[Photo-based referring expression data]
═══
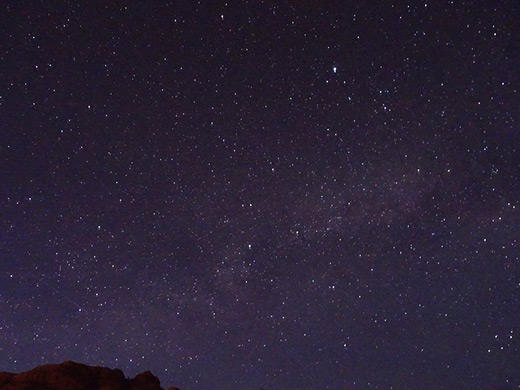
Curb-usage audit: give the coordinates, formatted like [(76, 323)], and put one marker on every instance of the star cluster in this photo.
[(252, 194)]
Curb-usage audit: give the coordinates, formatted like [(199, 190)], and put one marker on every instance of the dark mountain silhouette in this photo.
[(76, 376)]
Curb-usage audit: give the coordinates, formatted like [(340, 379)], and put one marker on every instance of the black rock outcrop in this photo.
[(70, 375)]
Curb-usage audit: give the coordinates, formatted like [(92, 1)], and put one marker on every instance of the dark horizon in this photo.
[(236, 195)]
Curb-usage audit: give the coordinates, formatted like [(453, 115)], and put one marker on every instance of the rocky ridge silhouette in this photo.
[(71, 375)]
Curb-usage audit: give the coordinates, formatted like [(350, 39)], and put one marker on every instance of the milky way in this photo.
[(242, 195)]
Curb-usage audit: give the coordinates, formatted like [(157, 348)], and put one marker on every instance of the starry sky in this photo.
[(288, 195)]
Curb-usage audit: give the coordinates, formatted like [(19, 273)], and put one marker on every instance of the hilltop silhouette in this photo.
[(71, 375)]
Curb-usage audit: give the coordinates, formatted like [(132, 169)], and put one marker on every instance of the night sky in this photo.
[(322, 195)]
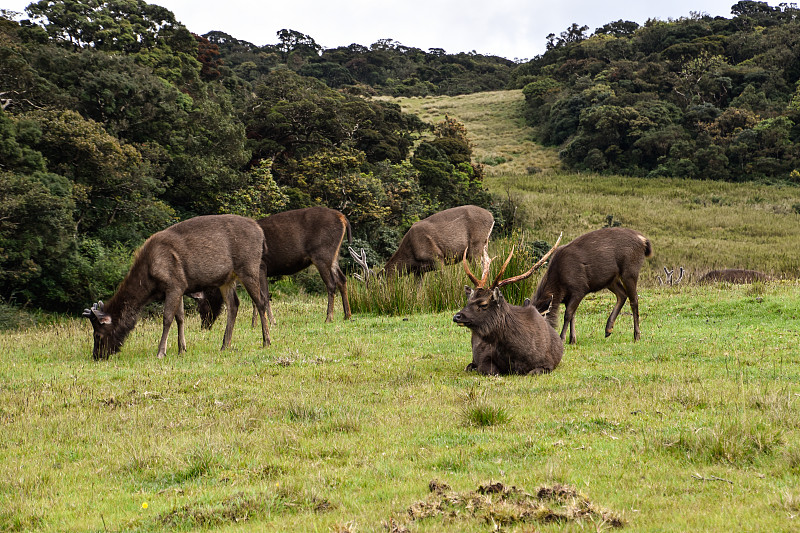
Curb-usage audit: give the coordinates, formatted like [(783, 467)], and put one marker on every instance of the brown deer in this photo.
[(507, 339), (205, 251), (297, 239), (442, 238), (608, 258), (734, 275)]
═══
What this task involves:
An exact copy of the records above is required, leaving out the pictures.

Output for this task:
Curb-usage audit: give the coordinates, formatted like [(76, 323)], and put one marker on every instance of the star cluster in this photo.
[(252, 194)]
Curb-usage audit: give the coordinates, formatted like [(199, 190)], and put one marker on every instance of the dark mountain silhouette in this photo.
[(76, 376)]
Curb-usage audit: give the coordinates, formatted like [(340, 379)], and put one marker on every instance of the black rock outcrop in this photo.
[(70, 375)]
Curb-usage audit: give the coordinates, formatted like [(92, 1)], and put one marker on every instance of the dark horizon in this photo.
[(236, 195)]
Curb-usage audit: give the coordinates, formatted like [(453, 115)], and put one marker on every instance of the rocky ridge silhouette in this photo.
[(71, 375)]
Curb-usage audit: give the coordinates, formatted like [(350, 39)], and put one marker on every instance of the milky way in this photo.
[(242, 195)]
Curb-usage audit: give the coordinates, formatted like [(157, 348)], and put one marker on every instance of the starry sky in this photo.
[(288, 195)]
Curb-usage audit: give the coordinates, formatted like [(19, 273)], and put one marker on every instance of the hilltop silhouette in this photo.
[(71, 375)]
Curb-usage audit: give the coordinates, formatted like [(132, 169)], and put one marker on every instance of the night sky in this photo.
[(322, 195)]
Curb-usage audit: give the coordinates, formatted like [(783, 467)], and put one marker on every instance of the brown deer in this photo.
[(507, 339), (205, 251), (297, 239), (442, 238), (608, 258), (734, 275)]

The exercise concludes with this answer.